## Consigne
Rédigez la suite de l'extrait sur le syndrome de La Havane en reprenant après sa dernière phrase.

## Extrait
Ferme à trolls (© DK_2020 / Adobe Stock – Image générée par IA)
Michel Klen analyse le mystérieux « syndrome de La Havane » qui frapperait de nombreux diplomates occidentaux et en particulier américains. Partant, il revient sur l'ampleur des mesures actives russes à l'égard de l'Occident, dans le cadre d'une guerre hybride retentissante.
Depuis environ une décennie, des membres du personnel diplomatique en poste à l’étranger, essentiellement des Américains (civils, militaires, agents de renseignement), sont touchés par des symptômes inquiétants (malaises, étourdissements, troubles visuels, troubles auditifs, vertiges, nausées). Les premiers cas se sont produits au milieu de l’année 2016 dans la capitale cubaine, d’où le nom de syndrome de La Havane donné à ce mal mystérieux. Du fait de cette maladie, quarante diplomates américains ont dû écourter leur présence à Cuba. Par la suite, des cas similaires frappant surtout des diplomates en provenance des États-Unis ont été signalés dans d’autres pays (Chine, Inde, Allemagne, Vietnam, Géorgie). Cet événement troublant n’a été porté à la connaissance du grand public que le 30 mars 2024 avec la publication d’une enquête très fouillée par le journal russe indépendant The Insider, un média en ligne fondé en 2013 par Roman Dobrokhotov, un opposant de Poutine, et spécialisé dans le journalisme d’investigation. Le bureau éditorial du réseau est situé à Riga en Lettonie. Il travaille en liaison étroite avec Bellingcat, ONG regroupant des enquêteurs spécialisés dans la vérification des faits et le renseignement d’origine source ouverte (open source). The Insider et Bellingcat avaient occupé le devant de la scène médiatique en dénonçant les empoisonnements d’opposants russes (Skripal, Navalny) par les services secrets du Kremlin.

## Données à examiner
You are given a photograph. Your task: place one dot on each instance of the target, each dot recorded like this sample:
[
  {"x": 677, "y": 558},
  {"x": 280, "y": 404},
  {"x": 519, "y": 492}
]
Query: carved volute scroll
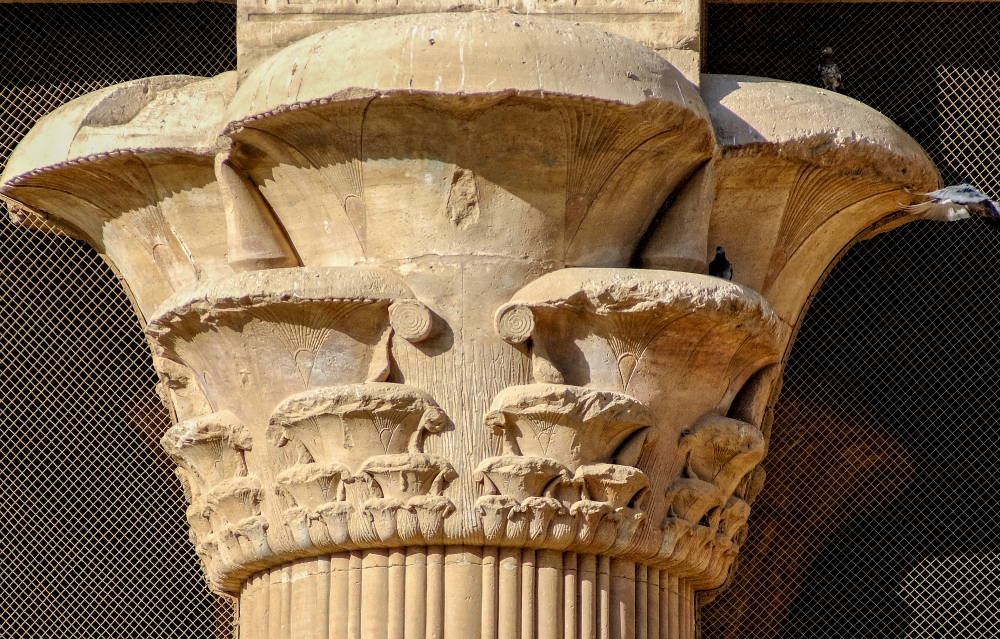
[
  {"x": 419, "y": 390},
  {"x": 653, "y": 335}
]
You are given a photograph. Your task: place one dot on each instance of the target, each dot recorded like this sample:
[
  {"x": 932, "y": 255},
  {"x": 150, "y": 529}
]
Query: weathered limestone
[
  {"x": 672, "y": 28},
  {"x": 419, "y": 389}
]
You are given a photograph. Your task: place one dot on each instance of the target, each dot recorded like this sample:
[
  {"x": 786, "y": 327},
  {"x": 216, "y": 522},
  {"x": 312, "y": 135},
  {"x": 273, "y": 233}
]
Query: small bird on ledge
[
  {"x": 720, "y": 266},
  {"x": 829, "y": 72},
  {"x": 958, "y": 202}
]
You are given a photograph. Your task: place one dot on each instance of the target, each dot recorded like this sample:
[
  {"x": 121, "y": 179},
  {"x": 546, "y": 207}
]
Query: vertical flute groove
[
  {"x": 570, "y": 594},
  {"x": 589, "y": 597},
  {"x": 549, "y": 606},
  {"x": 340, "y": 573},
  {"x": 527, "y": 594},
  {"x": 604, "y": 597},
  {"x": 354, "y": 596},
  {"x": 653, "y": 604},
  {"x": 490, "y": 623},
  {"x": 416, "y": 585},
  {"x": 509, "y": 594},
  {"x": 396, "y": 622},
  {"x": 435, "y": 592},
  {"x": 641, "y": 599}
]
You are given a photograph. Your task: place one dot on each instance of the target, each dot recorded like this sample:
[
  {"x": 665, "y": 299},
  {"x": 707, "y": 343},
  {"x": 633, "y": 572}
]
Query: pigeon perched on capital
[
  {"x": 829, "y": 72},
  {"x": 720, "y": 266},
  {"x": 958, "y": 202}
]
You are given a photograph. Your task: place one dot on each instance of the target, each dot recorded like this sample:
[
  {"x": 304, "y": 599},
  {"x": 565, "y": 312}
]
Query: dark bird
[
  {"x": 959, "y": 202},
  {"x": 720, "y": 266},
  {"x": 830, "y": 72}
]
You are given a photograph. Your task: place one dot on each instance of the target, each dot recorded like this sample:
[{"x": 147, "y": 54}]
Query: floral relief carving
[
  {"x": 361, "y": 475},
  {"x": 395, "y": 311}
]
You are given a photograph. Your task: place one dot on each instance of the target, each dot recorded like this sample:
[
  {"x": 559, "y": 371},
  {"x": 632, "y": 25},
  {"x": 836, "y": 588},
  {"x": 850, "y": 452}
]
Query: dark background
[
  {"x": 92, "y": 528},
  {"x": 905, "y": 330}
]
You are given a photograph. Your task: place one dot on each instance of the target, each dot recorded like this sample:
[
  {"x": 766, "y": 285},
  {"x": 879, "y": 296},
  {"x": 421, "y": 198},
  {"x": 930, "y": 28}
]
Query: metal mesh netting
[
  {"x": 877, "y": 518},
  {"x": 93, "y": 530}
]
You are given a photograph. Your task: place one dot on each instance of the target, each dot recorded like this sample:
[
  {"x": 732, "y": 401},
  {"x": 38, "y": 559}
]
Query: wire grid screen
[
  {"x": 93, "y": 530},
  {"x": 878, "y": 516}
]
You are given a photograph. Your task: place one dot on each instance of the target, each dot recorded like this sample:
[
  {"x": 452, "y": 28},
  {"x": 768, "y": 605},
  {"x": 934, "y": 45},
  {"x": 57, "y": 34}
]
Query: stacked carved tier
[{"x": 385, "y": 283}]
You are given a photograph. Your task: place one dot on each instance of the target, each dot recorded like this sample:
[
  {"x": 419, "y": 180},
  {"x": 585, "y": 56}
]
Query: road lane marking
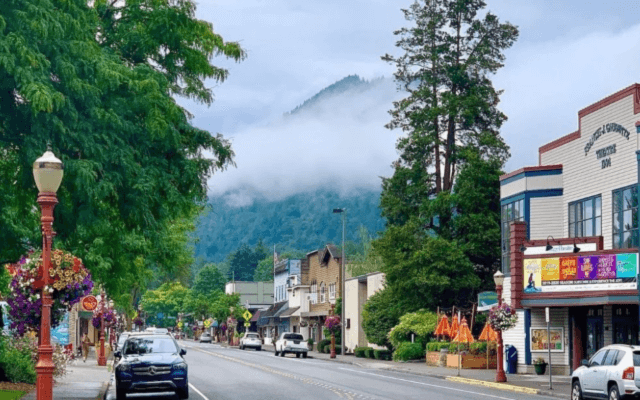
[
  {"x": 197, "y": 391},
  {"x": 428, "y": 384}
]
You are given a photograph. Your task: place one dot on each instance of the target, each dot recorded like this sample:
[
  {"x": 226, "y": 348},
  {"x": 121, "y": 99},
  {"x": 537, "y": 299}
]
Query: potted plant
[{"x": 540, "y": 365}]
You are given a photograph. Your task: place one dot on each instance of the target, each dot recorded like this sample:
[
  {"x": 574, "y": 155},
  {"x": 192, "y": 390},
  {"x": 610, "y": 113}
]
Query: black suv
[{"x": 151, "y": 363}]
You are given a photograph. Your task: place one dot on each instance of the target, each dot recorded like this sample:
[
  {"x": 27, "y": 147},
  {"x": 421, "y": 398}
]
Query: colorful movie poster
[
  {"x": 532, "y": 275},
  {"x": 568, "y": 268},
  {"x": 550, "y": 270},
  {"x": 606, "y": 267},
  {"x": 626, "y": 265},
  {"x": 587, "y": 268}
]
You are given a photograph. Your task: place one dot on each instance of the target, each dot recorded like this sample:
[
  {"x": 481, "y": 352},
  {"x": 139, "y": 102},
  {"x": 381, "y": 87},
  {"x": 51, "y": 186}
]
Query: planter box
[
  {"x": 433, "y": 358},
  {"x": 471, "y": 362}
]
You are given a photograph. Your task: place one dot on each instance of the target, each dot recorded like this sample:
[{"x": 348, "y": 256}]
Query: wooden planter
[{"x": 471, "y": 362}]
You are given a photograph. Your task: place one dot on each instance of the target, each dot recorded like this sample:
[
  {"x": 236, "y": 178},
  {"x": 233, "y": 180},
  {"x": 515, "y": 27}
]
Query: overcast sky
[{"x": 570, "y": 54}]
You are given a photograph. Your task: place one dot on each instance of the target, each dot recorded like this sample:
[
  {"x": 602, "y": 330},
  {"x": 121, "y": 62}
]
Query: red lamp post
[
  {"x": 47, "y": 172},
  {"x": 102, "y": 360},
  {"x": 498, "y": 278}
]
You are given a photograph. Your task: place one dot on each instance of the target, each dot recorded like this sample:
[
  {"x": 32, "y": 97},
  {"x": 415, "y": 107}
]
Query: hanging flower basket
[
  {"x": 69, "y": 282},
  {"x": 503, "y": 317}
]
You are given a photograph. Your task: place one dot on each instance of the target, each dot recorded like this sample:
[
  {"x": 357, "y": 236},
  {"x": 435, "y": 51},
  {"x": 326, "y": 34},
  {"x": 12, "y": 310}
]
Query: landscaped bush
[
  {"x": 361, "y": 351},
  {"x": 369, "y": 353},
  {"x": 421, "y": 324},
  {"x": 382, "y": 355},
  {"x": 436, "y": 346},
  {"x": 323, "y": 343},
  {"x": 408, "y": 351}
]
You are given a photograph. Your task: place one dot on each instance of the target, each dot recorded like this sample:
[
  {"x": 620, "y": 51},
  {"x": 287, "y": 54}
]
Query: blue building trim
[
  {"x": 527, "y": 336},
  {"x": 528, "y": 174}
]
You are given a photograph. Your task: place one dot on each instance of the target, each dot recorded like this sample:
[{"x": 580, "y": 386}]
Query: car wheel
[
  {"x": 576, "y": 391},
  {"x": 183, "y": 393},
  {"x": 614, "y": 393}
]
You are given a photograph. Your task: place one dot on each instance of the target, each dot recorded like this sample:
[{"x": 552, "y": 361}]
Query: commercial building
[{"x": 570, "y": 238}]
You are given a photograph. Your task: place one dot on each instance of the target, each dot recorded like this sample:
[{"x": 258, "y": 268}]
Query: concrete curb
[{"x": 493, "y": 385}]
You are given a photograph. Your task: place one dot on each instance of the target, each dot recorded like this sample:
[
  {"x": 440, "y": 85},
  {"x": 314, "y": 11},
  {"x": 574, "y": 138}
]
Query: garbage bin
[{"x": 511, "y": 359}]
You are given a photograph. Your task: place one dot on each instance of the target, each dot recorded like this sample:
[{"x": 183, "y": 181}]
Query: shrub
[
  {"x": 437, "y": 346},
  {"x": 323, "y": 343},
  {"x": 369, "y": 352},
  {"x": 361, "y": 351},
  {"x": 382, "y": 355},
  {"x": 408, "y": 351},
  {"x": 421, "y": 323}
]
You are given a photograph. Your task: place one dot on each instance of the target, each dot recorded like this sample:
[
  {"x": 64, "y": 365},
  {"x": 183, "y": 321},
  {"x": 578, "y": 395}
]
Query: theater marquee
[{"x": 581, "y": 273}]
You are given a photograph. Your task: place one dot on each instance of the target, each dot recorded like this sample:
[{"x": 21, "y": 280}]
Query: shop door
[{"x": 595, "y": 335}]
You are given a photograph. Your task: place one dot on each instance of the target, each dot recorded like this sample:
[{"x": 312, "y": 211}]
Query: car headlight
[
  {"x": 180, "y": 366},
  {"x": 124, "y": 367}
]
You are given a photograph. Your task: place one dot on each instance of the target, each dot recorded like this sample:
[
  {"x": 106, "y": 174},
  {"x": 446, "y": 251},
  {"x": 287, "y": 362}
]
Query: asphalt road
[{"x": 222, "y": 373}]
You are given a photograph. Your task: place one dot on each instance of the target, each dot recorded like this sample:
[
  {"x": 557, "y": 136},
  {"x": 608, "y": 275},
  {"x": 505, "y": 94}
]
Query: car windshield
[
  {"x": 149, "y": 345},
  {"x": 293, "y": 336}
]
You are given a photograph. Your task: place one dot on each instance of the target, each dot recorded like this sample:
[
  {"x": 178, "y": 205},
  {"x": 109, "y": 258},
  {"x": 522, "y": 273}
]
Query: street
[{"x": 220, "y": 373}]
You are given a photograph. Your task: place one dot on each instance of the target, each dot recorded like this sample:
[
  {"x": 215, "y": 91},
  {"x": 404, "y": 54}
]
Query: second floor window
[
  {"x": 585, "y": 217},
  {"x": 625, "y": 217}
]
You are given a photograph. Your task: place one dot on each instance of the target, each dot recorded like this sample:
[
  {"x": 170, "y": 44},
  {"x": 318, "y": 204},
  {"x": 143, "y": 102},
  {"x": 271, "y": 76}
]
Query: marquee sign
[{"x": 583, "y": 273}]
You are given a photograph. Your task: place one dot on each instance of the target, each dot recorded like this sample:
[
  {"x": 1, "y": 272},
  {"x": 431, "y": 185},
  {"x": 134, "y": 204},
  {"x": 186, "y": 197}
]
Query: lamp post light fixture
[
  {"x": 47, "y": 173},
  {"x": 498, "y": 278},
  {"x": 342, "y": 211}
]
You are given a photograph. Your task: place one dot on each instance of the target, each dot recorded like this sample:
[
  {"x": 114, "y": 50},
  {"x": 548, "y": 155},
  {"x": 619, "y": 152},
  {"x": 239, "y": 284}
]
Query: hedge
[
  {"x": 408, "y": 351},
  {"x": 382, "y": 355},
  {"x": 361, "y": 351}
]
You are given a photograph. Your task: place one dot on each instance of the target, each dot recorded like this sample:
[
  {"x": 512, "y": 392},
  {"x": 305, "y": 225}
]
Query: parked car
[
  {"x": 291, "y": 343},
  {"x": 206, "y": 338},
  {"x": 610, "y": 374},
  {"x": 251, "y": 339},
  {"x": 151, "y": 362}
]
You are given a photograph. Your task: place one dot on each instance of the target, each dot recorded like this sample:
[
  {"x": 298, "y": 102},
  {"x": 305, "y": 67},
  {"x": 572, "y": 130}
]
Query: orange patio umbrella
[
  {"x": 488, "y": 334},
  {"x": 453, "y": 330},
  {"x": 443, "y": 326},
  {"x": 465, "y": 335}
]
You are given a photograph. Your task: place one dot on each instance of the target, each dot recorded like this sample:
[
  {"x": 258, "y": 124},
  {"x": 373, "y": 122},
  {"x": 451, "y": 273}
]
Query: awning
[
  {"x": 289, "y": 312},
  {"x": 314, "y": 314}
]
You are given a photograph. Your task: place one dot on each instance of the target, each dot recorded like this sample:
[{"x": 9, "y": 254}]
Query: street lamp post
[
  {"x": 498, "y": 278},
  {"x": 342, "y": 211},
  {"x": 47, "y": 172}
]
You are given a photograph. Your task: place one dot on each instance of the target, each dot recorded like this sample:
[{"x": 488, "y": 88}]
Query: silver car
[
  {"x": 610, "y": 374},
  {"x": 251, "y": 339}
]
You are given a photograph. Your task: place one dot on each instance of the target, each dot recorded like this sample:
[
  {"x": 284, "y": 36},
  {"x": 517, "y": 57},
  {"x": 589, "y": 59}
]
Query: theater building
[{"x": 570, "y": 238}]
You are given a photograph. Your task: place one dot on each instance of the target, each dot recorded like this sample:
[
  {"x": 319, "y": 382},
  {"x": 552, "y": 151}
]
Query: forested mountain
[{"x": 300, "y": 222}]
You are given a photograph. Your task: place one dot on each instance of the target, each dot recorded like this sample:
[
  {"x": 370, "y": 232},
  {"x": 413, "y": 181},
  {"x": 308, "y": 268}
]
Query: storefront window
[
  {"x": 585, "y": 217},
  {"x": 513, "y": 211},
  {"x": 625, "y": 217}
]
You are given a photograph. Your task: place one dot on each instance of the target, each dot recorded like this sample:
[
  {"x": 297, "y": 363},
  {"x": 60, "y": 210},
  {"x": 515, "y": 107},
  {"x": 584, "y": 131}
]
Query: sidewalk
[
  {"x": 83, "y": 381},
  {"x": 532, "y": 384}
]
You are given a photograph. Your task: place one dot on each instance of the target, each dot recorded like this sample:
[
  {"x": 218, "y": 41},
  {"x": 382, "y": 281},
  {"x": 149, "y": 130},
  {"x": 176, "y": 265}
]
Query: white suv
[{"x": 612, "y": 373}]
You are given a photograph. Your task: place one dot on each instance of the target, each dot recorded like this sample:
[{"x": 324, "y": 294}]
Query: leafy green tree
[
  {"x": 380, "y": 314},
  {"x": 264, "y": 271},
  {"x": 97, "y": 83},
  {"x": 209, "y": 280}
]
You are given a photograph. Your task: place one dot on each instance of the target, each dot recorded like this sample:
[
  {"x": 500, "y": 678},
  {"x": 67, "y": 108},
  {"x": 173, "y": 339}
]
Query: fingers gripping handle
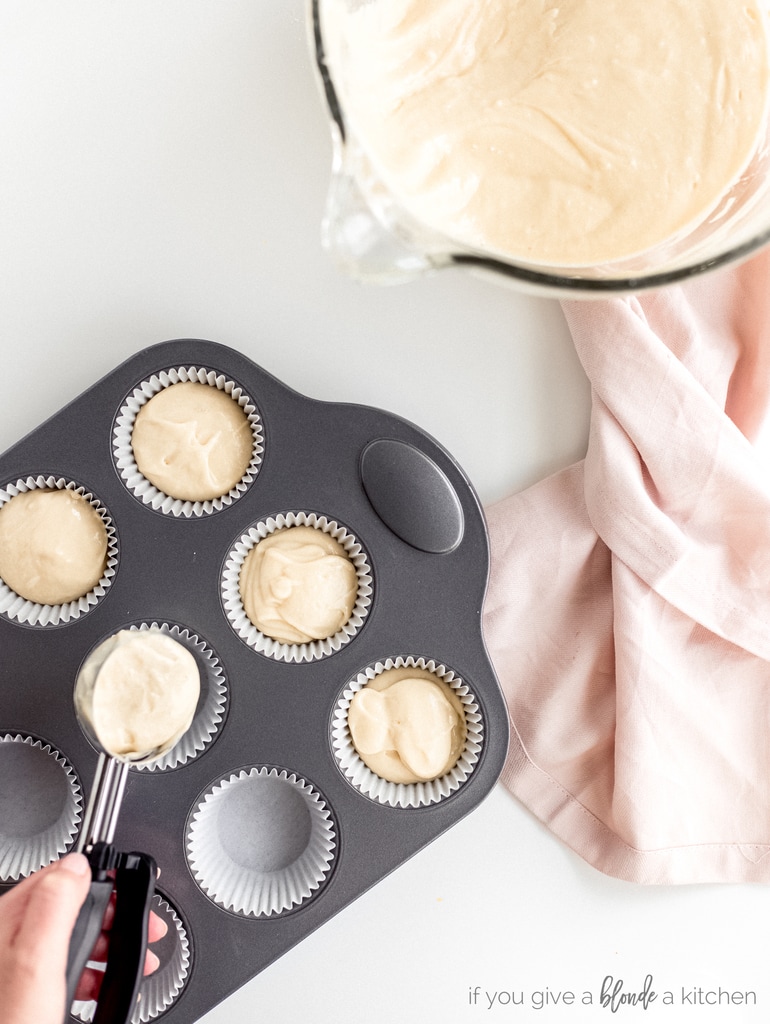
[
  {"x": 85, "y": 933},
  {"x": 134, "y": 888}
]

## Corrigé
L’affaire du syndrome de La Havane a été aussi commentée par le magazine allemand Der Spiegel et la chaîne américaine CBS qui a soutenu dans sa célèbre émission 60 minutes que « ces éléments anormaux de santé […] pourraient provenir de l’utilisation d’armes à énergie dirigée […] par des membres de l’unité 29155 du service de renseignement militaire russe GRU. » D’après l’enquête, ces Armes à énergie dirigées (AED) font appel à un faisceau d’énergie dont les modalités ont été étudiées par des experts de la DARPA (l’agence des projets de recherche de l’armée américaine). Selon l’un d’eux, « l’utilisation d’impulsions ultrarapides rend cette technique de production de micro-ondes portable avec un rayon d’action de 30 à 60 mètres » suffisamment proche pour atteindre, potentiellement, des humains chez eux à travers les murs et les fenêtres (1). En 2020, des experts mandatés par le Département d’État ont confirmé que la plupart de ces symptômes « tels qu’étourdissements, maux de tête, fatigue, nausées, anxiété, déficits cognitifs et perte de mémoire » correspondaient « aux effets connus des radiofréquences » (2).
Malgré l’authenticité de ces symptômes, une interrogation demeure : la technologie utilisée pour propager cette maladie sur des cibles bien précises reste indéterminée. Quelle que soit la réponse apportée à cette question, force est de constater que l’apparition de cette affection anxiogène a porté un coup sérieux au moral de la diplomatie américaine. Eric Rubin, président de l’association américaine des affaires étrangères a affirmé que le recrutement de candidats pour des postes diplomatiques devenait plus difficile (3). Le syndrome de La Havane a donc bien créé un état de psychose. L’instauration d’un tel climat angoissant et d’une atmosphère d’obsession collective fait justement partie des mesures actives mises en place par les services spéciaux de l’URSS puis de la Russie pour déstabiliser un adversaire.